Problem requirements:
If pictures are present, leave them out, and copy the data word for word.

Dataset entries:
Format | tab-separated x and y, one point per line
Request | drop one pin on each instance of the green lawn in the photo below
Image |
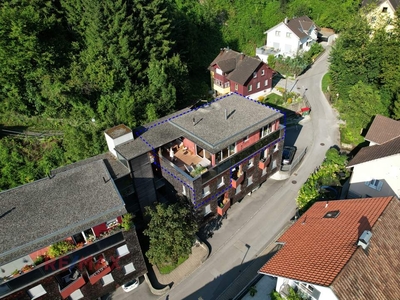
274	99
326	82
166	269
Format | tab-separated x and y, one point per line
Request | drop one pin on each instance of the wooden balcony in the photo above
237	181
221	210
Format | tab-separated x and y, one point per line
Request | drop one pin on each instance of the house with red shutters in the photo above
232	71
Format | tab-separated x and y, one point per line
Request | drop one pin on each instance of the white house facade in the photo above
288	38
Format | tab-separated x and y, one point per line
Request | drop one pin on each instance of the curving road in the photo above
254	223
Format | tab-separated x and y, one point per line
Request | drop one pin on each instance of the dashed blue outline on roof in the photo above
208	199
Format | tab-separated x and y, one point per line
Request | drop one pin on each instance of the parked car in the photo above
288	154
130	285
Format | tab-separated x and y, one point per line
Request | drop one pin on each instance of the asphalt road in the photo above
254	223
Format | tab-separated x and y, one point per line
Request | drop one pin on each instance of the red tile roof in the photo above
382	130
316	248
375	273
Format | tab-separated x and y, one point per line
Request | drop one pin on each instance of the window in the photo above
374	184
37	292
206	190
238	189
107	279
250	163
207	209
122	251
250	180
129	268
76	295
112	223
220	182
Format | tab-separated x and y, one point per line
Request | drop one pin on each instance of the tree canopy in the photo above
171	231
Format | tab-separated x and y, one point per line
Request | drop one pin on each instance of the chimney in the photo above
116	136
363	241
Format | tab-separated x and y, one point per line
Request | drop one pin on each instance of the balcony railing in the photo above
55	265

Exercise result:
Format | tab-separated x and y, one point per line
Request | drop one pin on each instance of the green lawn in the photo below
Image |
274	99
326	82
166	269
Format | tab-separated x and y, one point per line
Request | drop one pin on each instance of the wooden balcony in the photo above
237	181
221	210
Format | tab-separated x and y, one point per line
Request | drop one pin on each instance of the house with red shutters in the photo above
232	71
Format | tab-separated x and y, one point per line
Request | drop one pin on each instance of the white house facade in the photo above
288	38
Format | tab-separated x and y, one point per line
Request | drop one pin on each instance of the curving road in the photo above
254	223
Format | tab-separated x and y, one point per line
Request | drop one pin on each instance of the dashed blue outline on roof in the photo above
208	199
Format | tab-separated x and y, one point per line
Request | drop one pin on each instance of the parked car in the photo above
288	154
130	285
Format | tab-separated x and y, one point per line
Request | drop one pin on each instance of the asphalt road in the photo above
254	223
Format | tab-separated x and y, one point per line
Request | drop one pin on each instance of the red tile roof in the photo above
382	130
316	248
375	273
Format | tab-separated x and y, one point per line
Request | drop one pin on each instance of the window in the photo above
374	184
37	292
206	190
238	189
107	279
250	163
207	209
122	251
250	180
129	268
76	295
112	223
220	182
Format | tab-separated x and y, one point per line
Request | drop one pin on each instance of the tree canopy in the photo above
171	231
Format | tab-separated x and y, one point per line
Request | drop one pin on each instance of the chimney in the photo above
116	136
363	241
Format | tab-separated x and y, one point per line
Request | drop one pin on each instance of the balcony railing in the photo above
55	265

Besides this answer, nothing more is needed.